** THE REQUEST **
Count the lines in the data below that contain the string "Query", treating uppercase and lowercase as different. Reply with the number alone.

++++ DATASET RECORDS

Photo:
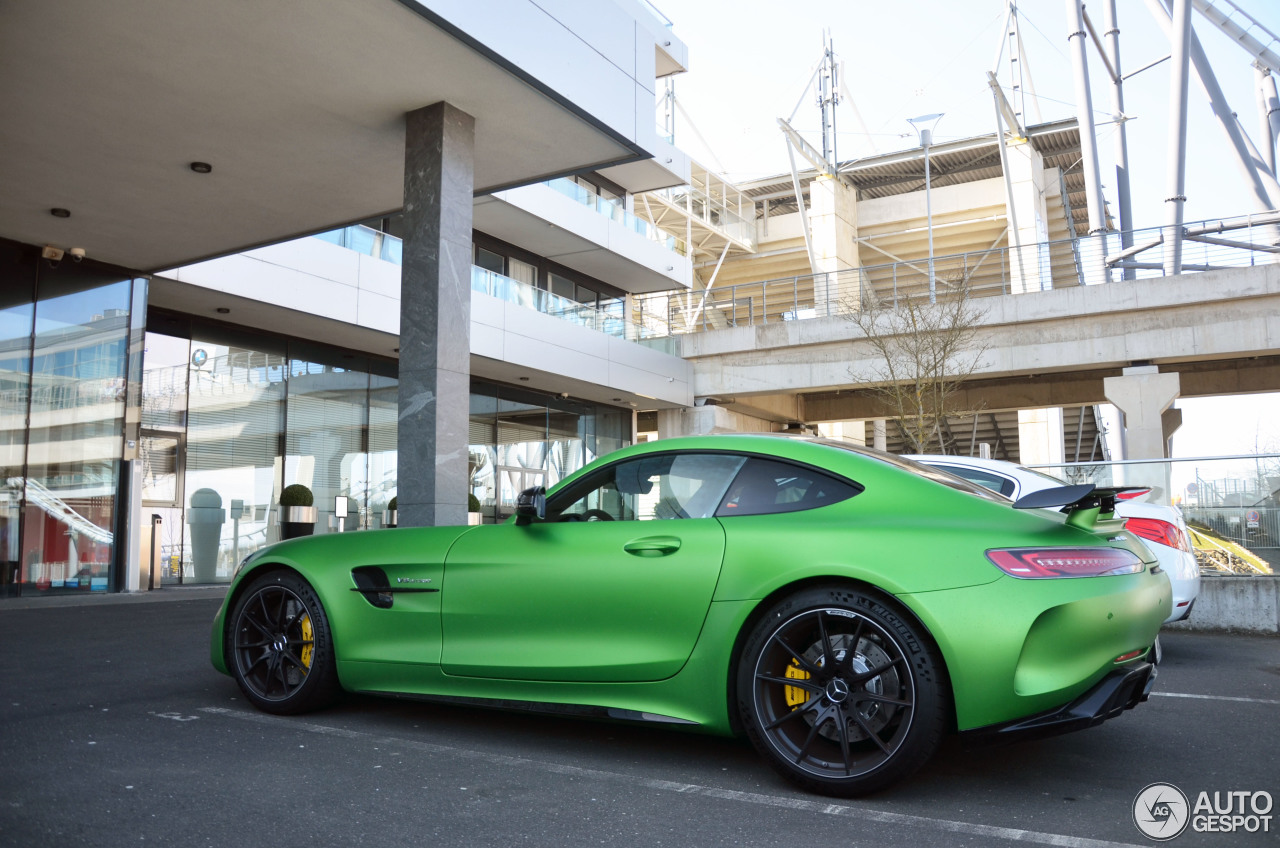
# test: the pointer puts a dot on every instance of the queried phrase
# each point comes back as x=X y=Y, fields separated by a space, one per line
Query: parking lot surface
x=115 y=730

++++++++
++++ DATASET RECORDS

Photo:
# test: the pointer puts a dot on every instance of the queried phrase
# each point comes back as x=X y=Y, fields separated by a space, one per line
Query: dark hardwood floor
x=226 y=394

++++++++

** THE RESULT **
2